• WHAT YOU WILL DO
Omit every picture and return the rest of the data unaltered.
======== DATA IN THIS EXERCISE ========
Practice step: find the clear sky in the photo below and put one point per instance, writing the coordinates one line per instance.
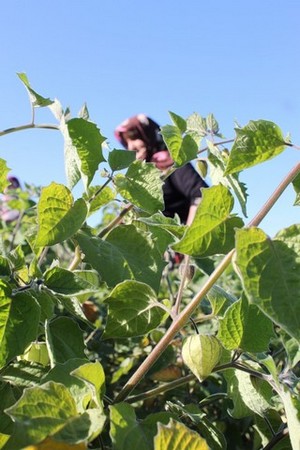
(236, 59)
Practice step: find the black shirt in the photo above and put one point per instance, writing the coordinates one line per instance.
(180, 190)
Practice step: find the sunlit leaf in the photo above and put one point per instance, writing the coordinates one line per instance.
(65, 282)
(182, 148)
(176, 436)
(19, 320)
(213, 228)
(87, 140)
(236, 329)
(36, 99)
(50, 444)
(127, 253)
(296, 185)
(142, 186)
(120, 159)
(59, 217)
(64, 340)
(217, 161)
(248, 395)
(133, 310)
(255, 143)
(271, 274)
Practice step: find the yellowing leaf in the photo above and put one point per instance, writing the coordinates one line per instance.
(176, 436)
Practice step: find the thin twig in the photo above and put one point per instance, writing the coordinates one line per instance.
(185, 314)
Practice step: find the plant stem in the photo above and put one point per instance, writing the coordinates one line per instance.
(29, 126)
(115, 222)
(185, 314)
(161, 389)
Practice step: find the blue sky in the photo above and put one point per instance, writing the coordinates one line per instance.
(238, 60)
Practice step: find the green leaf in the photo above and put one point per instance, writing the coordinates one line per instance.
(62, 373)
(47, 410)
(176, 436)
(296, 185)
(127, 253)
(211, 124)
(19, 320)
(98, 197)
(182, 148)
(87, 141)
(127, 432)
(270, 270)
(248, 395)
(59, 217)
(4, 171)
(236, 329)
(178, 121)
(196, 126)
(217, 160)
(21, 374)
(255, 143)
(92, 374)
(120, 159)
(133, 310)
(201, 353)
(213, 228)
(220, 300)
(65, 282)
(36, 99)
(64, 340)
(292, 409)
(142, 186)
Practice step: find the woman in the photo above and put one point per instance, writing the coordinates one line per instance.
(181, 189)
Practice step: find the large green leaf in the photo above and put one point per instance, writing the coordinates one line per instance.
(182, 148)
(92, 374)
(271, 274)
(127, 253)
(133, 310)
(213, 228)
(36, 99)
(120, 159)
(127, 432)
(62, 373)
(98, 197)
(176, 436)
(248, 394)
(65, 282)
(19, 320)
(49, 410)
(64, 340)
(236, 329)
(255, 143)
(59, 217)
(87, 141)
(218, 160)
(142, 186)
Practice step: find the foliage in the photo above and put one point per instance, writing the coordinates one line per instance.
(105, 343)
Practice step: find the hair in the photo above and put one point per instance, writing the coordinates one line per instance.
========
• EXERCISE SOLUTION
Practice step: find the clear sky in the photo below and put one point per instance, writing the coordinates one line per instance.
(236, 59)
Practice step: find the black shirt in the photo above and put one point per instance, writing the coordinates one line per instance.
(180, 190)
Practice step: find the sunlit leaf in the photo above and put one point per instance, writing the coordinates one line per instance.
(65, 282)
(182, 148)
(176, 436)
(19, 320)
(213, 228)
(87, 140)
(236, 329)
(36, 99)
(50, 444)
(127, 253)
(296, 185)
(142, 186)
(120, 159)
(59, 217)
(64, 340)
(217, 161)
(248, 395)
(133, 310)
(255, 143)
(271, 274)
Practice step: find the yellowing leaf in the photo above and put one point per instance, writing the coordinates one line per instance.
(176, 436)
Practice step: find the thin twig in the photo above and put one point per instance, writing the coordinates one line per instance.
(185, 314)
Practice step: find the plant stem in the photo above and put one point per instance, writing the coordinates one line per instance.
(29, 126)
(115, 222)
(185, 314)
(161, 389)
Practice step: find the blue sky in the photo above and put one point per instance, writing the coordinates one line per instance.
(238, 60)
Practice step: find the green leaf in the photo above and put one point per instance, writing the coordinates one line per instance.
(62, 373)
(47, 410)
(176, 436)
(296, 185)
(127, 253)
(211, 124)
(19, 320)
(98, 197)
(182, 148)
(87, 141)
(127, 432)
(270, 270)
(248, 395)
(59, 217)
(4, 171)
(236, 329)
(178, 121)
(196, 126)
(217, 160)
(21, 374)
(255, 143)
(92, 374)
(120, 159)
(133, 310)
(201, 353)
(213, 228)
(220, 300)
(65, 282)
(36, 99)
(64, 340)
(292, 409)
(142, 186)
Practice step: find the woman in the photo above and put one point per instance, writing the coordinates one line per instance.
(181, 189)
Practice step: find the large green leaf in the photo above and put one point per instance, writing the coordinates one line per instance.
(182, 148)
(92, 374)
(271, 274)
(127, 253)
(133, 310)
(213, 228)
(36, 99)
(120, 159)
(127, 432)
(62, 373)
(98, 197)
(176, 436)
(248, 394)
(65, 282)
(19, 320)
(49, 410)
(64, 340)
(236, 329)
(255, 143)
(59, 217)
(87, 141)
(218, 160)
(142, 186)
Practice step: find the foliage in the photo above and put one point per instance, writing the coordinates one line per instance.
(105, 343)
Practice step: find the hair in the photo above and put one point per instance, writing the coordinates one line per instance.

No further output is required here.